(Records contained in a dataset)

━━━━━━━━━━━━━━━━━━━━━━━━━━━━━━

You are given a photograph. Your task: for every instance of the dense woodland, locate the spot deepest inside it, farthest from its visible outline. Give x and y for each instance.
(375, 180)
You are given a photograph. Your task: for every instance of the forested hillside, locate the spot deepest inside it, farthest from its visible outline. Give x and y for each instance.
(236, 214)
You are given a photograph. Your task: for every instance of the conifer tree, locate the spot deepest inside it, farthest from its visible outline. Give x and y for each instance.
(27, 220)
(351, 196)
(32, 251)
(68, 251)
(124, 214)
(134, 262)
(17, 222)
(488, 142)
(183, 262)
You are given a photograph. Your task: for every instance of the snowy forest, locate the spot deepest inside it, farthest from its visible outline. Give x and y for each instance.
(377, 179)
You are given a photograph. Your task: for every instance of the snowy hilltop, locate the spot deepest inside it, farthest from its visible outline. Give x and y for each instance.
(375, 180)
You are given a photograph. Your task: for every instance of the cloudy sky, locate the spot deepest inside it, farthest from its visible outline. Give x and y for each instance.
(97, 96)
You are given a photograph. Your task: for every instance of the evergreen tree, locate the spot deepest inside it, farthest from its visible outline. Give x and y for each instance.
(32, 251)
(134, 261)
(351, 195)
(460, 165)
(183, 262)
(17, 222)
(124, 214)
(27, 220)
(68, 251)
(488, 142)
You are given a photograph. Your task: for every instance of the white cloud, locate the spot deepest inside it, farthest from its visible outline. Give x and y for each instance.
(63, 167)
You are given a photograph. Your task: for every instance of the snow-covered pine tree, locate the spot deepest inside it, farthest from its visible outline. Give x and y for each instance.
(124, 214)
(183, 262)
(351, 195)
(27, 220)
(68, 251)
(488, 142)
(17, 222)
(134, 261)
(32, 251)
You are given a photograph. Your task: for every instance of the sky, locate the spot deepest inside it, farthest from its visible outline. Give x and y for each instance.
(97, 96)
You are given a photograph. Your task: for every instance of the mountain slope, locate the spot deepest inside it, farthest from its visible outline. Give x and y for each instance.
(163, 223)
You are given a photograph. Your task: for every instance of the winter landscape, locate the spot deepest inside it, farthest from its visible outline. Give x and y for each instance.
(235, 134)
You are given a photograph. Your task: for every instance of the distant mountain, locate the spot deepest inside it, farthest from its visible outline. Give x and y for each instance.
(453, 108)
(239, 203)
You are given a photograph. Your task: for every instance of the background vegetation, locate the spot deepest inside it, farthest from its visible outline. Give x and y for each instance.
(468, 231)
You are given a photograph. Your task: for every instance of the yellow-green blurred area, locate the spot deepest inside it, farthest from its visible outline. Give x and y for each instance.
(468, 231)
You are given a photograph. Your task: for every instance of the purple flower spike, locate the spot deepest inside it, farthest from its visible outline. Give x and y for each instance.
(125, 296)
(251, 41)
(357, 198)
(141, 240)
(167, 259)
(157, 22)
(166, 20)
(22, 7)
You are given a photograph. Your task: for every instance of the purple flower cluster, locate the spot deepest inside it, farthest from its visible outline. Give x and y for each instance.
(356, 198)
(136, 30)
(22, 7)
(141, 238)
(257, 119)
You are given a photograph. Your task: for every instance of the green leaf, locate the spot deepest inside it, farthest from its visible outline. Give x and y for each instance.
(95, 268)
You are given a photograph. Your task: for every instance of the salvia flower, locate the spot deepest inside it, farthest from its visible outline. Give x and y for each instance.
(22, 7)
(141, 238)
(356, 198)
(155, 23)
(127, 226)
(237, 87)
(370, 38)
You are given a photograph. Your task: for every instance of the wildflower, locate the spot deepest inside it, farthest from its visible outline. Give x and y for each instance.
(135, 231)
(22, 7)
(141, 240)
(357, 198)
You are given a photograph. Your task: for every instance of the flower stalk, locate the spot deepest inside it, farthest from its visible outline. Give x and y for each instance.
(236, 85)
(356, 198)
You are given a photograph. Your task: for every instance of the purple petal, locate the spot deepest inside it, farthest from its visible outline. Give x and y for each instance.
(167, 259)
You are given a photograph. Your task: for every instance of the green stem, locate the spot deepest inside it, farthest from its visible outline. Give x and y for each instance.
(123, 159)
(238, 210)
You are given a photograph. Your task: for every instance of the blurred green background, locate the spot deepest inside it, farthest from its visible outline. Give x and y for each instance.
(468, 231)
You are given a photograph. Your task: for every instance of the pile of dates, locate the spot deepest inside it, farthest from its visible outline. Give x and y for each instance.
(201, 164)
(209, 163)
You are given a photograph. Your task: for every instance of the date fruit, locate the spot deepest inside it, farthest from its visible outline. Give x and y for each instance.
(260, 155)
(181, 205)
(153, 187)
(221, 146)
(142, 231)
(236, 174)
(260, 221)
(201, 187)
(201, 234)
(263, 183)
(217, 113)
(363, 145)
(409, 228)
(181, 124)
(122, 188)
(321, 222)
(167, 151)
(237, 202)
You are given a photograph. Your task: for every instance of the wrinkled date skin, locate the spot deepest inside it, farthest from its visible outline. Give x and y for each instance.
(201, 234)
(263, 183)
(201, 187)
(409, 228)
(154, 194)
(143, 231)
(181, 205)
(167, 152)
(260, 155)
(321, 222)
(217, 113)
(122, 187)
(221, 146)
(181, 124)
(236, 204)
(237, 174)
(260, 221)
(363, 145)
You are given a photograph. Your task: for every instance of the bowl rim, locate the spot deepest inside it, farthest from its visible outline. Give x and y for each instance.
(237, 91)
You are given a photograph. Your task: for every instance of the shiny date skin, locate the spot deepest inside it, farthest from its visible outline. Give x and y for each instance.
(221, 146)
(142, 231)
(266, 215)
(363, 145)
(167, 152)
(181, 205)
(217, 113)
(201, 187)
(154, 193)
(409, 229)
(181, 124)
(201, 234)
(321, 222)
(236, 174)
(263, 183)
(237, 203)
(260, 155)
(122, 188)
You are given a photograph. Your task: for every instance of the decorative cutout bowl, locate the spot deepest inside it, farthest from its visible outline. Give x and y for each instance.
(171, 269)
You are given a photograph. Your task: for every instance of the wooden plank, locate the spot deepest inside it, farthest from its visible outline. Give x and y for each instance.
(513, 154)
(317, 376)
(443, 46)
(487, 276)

━━━━━━━━━━━━━━━━━━━━━━━━━━━━━━

## What is required
Copy out each line of the data exactly.

## Exercise response
You are given a photograph. Your task: for every instance of the dense woodland, locate the spot deepest inside it, farthest from its visible outline. Give x and y for each instance.
(375, 180)
You are given a photograph. Your task: for every instance of the forested hillside, locate the spot deepest inside it, farthest from its visible outline. Give x and y for each instance.
(236, 214)
You are given a photograph. Your task: for every instance of the conifer tree, locate the spot deepest inside it, farthest from its visible outline. Give x and y for each instance.
(27, 220)
(351, 196)
(32, 251)
(68, 251)
(124, 214)
(134, 262)
(17, 222)
(488, 142)
(183, 262)
You are given a photograph. Your task: for every instance of the snowy forest, locate the spot deepest inside it, farthest from its visible outline. Give x and y for each instance.
(377, 179)
You are given a photograph. Your task: for every instance of the snowy hilltop, locate the spot deepest inside it, farthest from its visible outline. Give x and y for each instance.
(375, 180)
You are given a photograph. Your task: for every instance of the cloudy sky, locate the spot deepest inside it, farthest from its visible outline. Give x and y for each instance.
(97, 96)
You are given a photograph. Your task: for every instance of the evergreen tree, locate the spot deepest inside it, farthest from its visible outline. Give x and y for each instance.
(32, 251)
(134, 261)
(351, 195)
(460, 165)
(183, 262)
(17, 222)
(124, 214)
(27, 220)
(68, 251)
(488, 142)
You are given a photograph. Your task: for every instance of the white cloud, locate the spot deepest inside it, farthest from its visible outline. Give x and y for each instance.
(63, 167)
You are given a photograph. Your task: for every instance of the snow-covered pine tree, locate the spot deepest inside it, farthest from its visible outline. Give x and y for each instance.
(124, 214)
(183, 262)
(351, 195)
(27, 220)
(68, 251)
(488, 142)
(17, 222)
(134, 261)
(32, 251)
You are given a photograph. Your task: for every instance of the sky, locate the spot deepest inside it, farthest from its visible outline. Give x and y for each instance.
(97, 96)
You are given a photograph. Your task: for every instance of the mountain slope, locate the spot deepest inside it, farthest from its visible outline. Give x and y for each instance.
(163, 223)
You are given a photograph. Your task: for every instance of the winter landscape, locate the spot deepest inside it, farthest from its visible outline. Give x and y for each instance.
(235, 134)
You are given a photograph. Your task: for every instance of the distant mountain, locate the spot deepest inside it, farthest from its visible outline. Give x and y for each instance.
(453, 108)
(239, 203)
You are given a photograph. Your task: for every instance of the background vegetation, locate the spot deepest inside it, farthest from its visible outline. Give x and y for each instance.
(468, 231)
You are given a photograph. Your task: for every instance of the yellow-green blurred area, locate the spot deepest inside it, farthest from its visible outline. Give x and y for each instance.
(468, 231)
You are given a photograph. Your task: for every instance of the purple flower spike, locate the spot deepest inside it, farthest from its visible outline. Give x and y for each instance.
(125, 296)
(251, 41)
(357, 198)
(141, 240)
(167, 259)
(157, 22)
(166, 20)
(22, 7)
You are given a photograph. Your task: for every instance of the purple flower cluster, locate the spot deepest inside it, farthest from its visible outline. Give x and y for each instance.
(356, 198)
(136, 30)
(22, 7)
(141, 238)
(257, 119)
You are given a photograph. Your task: for every instance of the green leaf, locate the spot deepest inside it, farthest from its visible outline. Give x and y for each instance.
(95, 268)
You are given a photograph. Your task: for every instance of the salvia flower, locate the spot deepest inside it, farthest from its visible outline. Give x and y for each instance.
(22, 7)
(141, 238)
(356, 198)
(155, 23)
(127, 226)
(237, 87)
(370, 38)
You are given a photograph. Your task: for every instance of the wildflower, locate the spot deepest inside it, farthest from its visible outline. Give x and y for each instance.
(135, 231)
(22, 7)
(141, 240)
(357, 198)
You are given a photograph. Your task: for every instance of the flower stalk, locate the spot deepest inside it, farthest from its visible outline. Give x and y for each instance.
(236, 85)
(356, 198)
You are given a photograph. Your task: for every instance of the purple petal, locate the spot deepest inside it, farthest from its visible outline. Give x and y for each instance.
(167, 259)
You are given a photograph. Your task: for every instance of the green stem, locate the spot deepest inside it, farthest from its visible outline. Give x and y for each instance.
(123, 159)
(238, 210)
You are given a photograph. Your task: for every instance of the blurred green background, locate the spot deepest inside it, farthest from its visible outline. Give x and y for each instance.
(468, 231)
You are given a photograph. Your task: for every instance of the pile of dates, locate the spot deepest inside it, farthest from its visible outline. Give x and y for each instance.
(201, 164)
(209, 163)
You are given a photograph. Your task: for every instance of the date fruit, locate the spot deepest inside it, farthest from its visible outline. Give x and y for each instance.
(260, 155)
(181, 205)
(153, 187)
(221, 146)
(142, 231)
(236, 174)
(260, 221)
(201, 187)
(201, 234)
(263, 183)
(217, 113)
(363, 145)
(409, 228)
(181, 124)
(122, 188)
(321, 222)
(167, 151)
(237, 202)
You are given a photograph. Your task: for every instance of the wrinkled date skin, locate the spot deepest inside it, farthest from its visible outline. Give x and y for each instance.
(201, 234)
(263, 183)
(201, 187)
(409, 228)
(154, 194)
(143, 231)
(181, 205)
(167, 152)
(260, 155)
(321, 222)
(217, 113)
(122, 187)
(221, 146)
(181, 124)
(236, 204)
(237, 174)
(260, 221)
(363, 145)
You are given a photograph. Your task: for every instance of the bowl rim, locate the spot deepest inside it, farthest from its visible outline. Give x and y for each instance.
(237, 91)
You are given a photograph. Your task: for every instance of the shiny date skin, locate the spot deepest inside it, farthest from its visible outline. Give x and y for each instance.
(221, 146)
(142, 231)
(266, 215)
(363, 145)
(167, 152)
(181, 205)
(217, 113)
(201, 187)
(154, 193)
(409, 229)
(181, 124)
(201, 234)
(321, 222)
(236, 174)
(263, 183)
(237, 203)
(260, 155)
(122, 188)
You are given a photograph. Your task: for every instance of the decorative cutout bowl, locate the spot deepest inside it, farthest from its visible outline. Give x and y for each instance.
(171, 269)
You are given a photograph. Your task: for every instance of the wooden plank, locate the spot deepest inside it, farthest from its visible outline. Give x and y for each instance.
(513, 154)
(317, 376)
(443, 46)
(487, 276)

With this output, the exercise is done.